*Saved entries*.
---

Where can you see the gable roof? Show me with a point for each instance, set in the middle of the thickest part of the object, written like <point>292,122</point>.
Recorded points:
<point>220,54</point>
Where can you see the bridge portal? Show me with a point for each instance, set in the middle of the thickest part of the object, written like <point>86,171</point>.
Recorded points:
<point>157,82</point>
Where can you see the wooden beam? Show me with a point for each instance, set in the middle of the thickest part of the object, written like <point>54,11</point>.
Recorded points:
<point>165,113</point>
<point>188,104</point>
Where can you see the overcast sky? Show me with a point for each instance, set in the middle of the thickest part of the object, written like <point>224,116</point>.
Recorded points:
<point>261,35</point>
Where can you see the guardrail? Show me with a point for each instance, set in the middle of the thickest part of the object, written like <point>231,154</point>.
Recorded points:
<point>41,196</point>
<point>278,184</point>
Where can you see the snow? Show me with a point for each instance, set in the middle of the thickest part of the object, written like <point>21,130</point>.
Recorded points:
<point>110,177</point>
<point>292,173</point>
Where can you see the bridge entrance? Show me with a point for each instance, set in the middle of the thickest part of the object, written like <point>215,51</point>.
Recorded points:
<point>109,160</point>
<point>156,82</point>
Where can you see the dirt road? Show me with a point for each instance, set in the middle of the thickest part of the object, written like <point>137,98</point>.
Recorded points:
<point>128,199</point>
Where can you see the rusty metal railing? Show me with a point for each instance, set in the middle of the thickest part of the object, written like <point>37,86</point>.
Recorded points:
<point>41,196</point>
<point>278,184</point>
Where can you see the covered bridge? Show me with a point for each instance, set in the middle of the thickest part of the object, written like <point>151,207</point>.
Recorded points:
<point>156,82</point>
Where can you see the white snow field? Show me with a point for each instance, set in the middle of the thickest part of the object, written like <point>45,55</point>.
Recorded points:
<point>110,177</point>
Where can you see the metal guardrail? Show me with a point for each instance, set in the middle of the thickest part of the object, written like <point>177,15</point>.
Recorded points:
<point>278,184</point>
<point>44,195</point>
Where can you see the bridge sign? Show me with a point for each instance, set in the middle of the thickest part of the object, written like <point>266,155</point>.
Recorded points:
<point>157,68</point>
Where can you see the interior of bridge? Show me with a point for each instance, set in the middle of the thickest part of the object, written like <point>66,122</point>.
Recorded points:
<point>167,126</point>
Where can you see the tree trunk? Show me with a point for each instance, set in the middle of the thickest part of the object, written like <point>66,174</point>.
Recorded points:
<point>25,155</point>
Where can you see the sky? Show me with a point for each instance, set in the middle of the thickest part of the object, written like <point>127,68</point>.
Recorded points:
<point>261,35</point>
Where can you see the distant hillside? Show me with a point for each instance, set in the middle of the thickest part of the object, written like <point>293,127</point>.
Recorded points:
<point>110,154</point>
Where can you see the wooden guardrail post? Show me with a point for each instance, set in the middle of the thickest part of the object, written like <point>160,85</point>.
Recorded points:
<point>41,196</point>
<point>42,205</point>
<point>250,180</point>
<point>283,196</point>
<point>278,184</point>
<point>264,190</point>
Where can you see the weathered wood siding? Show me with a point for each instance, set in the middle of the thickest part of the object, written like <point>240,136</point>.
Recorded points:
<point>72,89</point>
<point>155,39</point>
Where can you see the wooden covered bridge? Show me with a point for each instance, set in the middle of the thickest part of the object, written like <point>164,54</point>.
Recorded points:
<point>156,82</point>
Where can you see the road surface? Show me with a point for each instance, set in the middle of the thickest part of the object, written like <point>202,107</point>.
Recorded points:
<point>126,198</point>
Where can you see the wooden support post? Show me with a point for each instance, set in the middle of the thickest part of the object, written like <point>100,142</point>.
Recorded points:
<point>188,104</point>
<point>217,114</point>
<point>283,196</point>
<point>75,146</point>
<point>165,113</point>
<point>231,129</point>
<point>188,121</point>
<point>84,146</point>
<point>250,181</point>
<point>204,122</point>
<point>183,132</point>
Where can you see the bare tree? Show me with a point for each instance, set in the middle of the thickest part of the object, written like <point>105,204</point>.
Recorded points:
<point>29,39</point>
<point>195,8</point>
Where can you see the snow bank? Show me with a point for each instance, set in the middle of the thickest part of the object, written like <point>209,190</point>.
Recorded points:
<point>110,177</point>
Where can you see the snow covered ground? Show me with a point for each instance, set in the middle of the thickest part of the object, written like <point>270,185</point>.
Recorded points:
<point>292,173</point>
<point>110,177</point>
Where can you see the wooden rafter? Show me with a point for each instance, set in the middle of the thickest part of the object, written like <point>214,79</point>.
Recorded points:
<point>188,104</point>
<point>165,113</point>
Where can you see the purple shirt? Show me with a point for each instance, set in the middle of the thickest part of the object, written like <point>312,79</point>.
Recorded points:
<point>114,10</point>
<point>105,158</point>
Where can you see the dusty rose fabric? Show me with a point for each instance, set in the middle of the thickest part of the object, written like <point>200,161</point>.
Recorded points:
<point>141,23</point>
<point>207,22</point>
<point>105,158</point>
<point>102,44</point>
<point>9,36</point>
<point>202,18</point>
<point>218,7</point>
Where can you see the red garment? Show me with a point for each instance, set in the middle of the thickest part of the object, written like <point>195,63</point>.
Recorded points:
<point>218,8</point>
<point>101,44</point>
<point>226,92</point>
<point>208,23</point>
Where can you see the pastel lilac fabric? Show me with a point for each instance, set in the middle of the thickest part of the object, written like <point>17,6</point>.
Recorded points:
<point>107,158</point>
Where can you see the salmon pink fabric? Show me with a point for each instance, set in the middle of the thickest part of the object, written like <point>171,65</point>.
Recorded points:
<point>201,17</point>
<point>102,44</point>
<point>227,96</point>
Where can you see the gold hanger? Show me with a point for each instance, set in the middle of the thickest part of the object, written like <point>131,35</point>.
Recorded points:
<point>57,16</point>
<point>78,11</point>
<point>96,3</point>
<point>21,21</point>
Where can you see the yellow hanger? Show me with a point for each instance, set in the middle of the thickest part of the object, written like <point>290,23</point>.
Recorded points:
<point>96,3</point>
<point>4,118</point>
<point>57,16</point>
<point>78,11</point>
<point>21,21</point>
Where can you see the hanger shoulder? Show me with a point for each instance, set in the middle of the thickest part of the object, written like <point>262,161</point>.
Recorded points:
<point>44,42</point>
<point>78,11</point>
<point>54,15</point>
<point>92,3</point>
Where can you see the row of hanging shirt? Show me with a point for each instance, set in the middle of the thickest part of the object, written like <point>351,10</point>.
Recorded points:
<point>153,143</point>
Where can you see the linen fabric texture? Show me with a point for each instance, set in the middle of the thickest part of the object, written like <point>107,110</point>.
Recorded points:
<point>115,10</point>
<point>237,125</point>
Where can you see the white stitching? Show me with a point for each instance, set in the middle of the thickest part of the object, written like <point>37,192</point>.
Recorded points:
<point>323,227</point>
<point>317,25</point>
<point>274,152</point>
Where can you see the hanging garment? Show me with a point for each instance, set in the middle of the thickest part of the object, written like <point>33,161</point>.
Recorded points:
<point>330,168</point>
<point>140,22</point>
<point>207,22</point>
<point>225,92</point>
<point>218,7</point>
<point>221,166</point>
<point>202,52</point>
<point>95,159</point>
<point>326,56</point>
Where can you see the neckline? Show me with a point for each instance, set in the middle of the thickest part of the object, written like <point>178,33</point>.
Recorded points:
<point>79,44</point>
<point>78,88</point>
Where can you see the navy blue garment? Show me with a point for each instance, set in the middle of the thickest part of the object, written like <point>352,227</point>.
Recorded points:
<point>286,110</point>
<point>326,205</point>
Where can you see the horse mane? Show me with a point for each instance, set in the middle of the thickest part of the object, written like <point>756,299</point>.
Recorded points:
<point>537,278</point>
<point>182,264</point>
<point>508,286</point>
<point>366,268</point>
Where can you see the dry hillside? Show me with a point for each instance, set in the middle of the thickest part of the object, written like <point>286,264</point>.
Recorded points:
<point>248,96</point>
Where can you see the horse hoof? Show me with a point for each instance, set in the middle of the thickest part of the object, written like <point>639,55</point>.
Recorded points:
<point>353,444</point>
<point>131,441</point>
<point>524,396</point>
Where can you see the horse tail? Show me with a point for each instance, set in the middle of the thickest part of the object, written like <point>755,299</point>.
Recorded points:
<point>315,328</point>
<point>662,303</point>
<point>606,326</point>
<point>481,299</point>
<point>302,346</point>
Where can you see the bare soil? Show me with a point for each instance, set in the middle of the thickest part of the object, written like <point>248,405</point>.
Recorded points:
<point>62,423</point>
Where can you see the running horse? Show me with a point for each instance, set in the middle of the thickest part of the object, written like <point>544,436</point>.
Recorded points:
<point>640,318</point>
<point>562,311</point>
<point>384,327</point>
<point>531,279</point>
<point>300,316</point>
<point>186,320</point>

---

*Aim of the exercise*. A single figure is required: the number of lines in the data where the word "road" occurs.

*Task answer*. 2